Faça isto.
Responda com base no texto sobre reforma política:
1. Em que mês e ano a presidência da República propôs um pacto pela reforma política?
2. De qual instituto José Antonio Moroni é membro do colegiado de gestão?
3. Quais princípios ele diz que devem nortear uma verdadeira reforma política?

Trecho para leitura.

┄┄┄┄┄┄

Em julho de 2013, no auge das manifestações que varreram o país, a presidência da República propôs um pacto pela reforma política, que contemplava a convocação de um plebiscito para formação de uma constituinte sobre o tema. Rapidamente, o Congresso engavetou a proposta. Desde então, movimentos sociais, centrais sindicais e entidades da sociedade civil e partidos progressistas engajaram-se na realização de um plebiscito popular, que ocorre durante toda esta semana, até domingo (7), em todo o país. O objetivo é coletar assinatura para fazer a proposição ao Congresso da convocação de uma constituinte exclusiva e soberana para a reforma política.
O blog Padrão Brasil entrevistou o filósofo e historiador José Antonio Moroni, membro do colegiado de gestão do Instituto de Estudos Socioeconômicos (Inesc) e da Plataforma Política Social para tratar do tema. Moroni fala sobre a reforma política que o Brasil necessita para ampliar a democracia, a participação popular e iniciar o caminho de resgate da confiança da sociedade na política e no público.
A reforma política é tema recorrente na vida política brasileira. Tanto partidos de direita quantos os de esquerda reconhecem sua necessidade. Por que o Brasil necessita de uma reforma política?
Na verdade, o Brasil nunca teve uma reforma do sistema político. Uma reforma que vá além das questões eleitorais. Uma reforma que possibilitasse o exercício da soberania popular. Temos ainda um sistema político todo centrado no poder da representação e não no poder popular. Temos um sistema político voltado para atender aos interesses do dinheiro e somente depois atender aos interesses da população. Em outras palavras, falar em reforma do sistema político é falar de uma nova forma do exercício do poder, uma nova forma de se pensar e fazer política com novos instrumentos e novos sujeitos.
Qual a grande dificuldade de realizá-la?
Primeiramente, numa questão tão central para a vida da sociedade é normal que o processo para consensuar seja um caminho demorado, tenso e com incertezas. Sabe-se o que não se quer, mas ainda não temos uma maioria significativa dizendo para onde devemos ir. Outra questão é que o lugar onde estes debates deveriam ser canalizados é o parlamento, e o nosso, além de ser uma instituição desacreditada diante da opinião pública, está totalmente voltado para a suas questões e disputas internas. É aquela lógica institucional onde basta a instituição existir para se justificar. E não é assim. Em terceiro, é que quem foi eleito e, portanto, está no parlamento, sabe muito bem como manejar este sistema e, portanto, não quer mudanças significativas que possam colocar em xeque o seu poder. Mas temos um grupo minoritário de parlamentares atentos a tudo isso e querendo e propondo mudanças junto com várias organizações e movimentos da sociedade.
Quais princípios devem sem ser considerados fundamentais nas discussões por uma reforma?
Precisamos pensar os princípios democráticos que devem nortear uma verdadeira reforma política, portando uma nova institucionalidade. Os princípios devem ser da igualdade, da diversidade, da justiça, da liberdade, da participação, da transparência e do controle social. Como estes princípios podem e têm diferentes significados precisamos definir do que estamos falando quando defendemos estes princípios:
Igualdade:equilíbrio de direitos e responsabilidades entre os cidadãos, respeitando as diversidades. Opõe-se às disparidades de renda, de posse de terra, de acesso à saúde, de acesso à educação, de acesso aos espaços de decisão, de representação política, de acesso ao comércio internacional entre os países, de apropriação da riqueza produzida nas relações de trabalho, entre outras.

┄┄┄┄┄┄

Dados fornecidos.
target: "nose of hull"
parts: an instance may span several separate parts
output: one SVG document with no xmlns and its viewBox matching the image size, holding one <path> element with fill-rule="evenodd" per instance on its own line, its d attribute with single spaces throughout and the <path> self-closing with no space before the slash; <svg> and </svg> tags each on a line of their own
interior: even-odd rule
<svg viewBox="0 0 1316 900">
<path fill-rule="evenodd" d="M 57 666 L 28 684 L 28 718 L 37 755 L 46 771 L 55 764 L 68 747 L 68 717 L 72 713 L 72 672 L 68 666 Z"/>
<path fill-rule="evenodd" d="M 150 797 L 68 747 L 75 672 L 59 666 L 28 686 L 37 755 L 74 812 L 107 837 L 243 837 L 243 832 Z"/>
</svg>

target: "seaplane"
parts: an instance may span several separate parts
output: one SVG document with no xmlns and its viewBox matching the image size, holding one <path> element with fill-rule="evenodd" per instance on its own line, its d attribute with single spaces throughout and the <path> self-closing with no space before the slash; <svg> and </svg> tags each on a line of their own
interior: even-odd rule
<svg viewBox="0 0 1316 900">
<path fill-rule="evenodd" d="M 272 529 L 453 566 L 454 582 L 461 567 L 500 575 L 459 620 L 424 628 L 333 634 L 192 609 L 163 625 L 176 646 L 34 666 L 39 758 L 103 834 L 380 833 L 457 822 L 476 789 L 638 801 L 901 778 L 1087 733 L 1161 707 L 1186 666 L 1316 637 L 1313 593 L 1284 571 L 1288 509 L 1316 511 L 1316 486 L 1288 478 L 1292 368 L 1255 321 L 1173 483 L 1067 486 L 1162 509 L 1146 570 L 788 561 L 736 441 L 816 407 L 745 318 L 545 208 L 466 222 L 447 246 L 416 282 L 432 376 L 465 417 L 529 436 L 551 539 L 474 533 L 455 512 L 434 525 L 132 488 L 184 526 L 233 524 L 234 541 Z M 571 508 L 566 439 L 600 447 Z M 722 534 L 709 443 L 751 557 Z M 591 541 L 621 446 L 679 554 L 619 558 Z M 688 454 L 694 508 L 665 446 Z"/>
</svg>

┄┄┄┄┄┄

Resposta do exercício.
1. Em julho de 2013.
2. Do Instituto de Estudos Socioeconômicos (Inesc).
3. Igualdade, diversidade, justiça, liberdade, participação, transparência e controle social.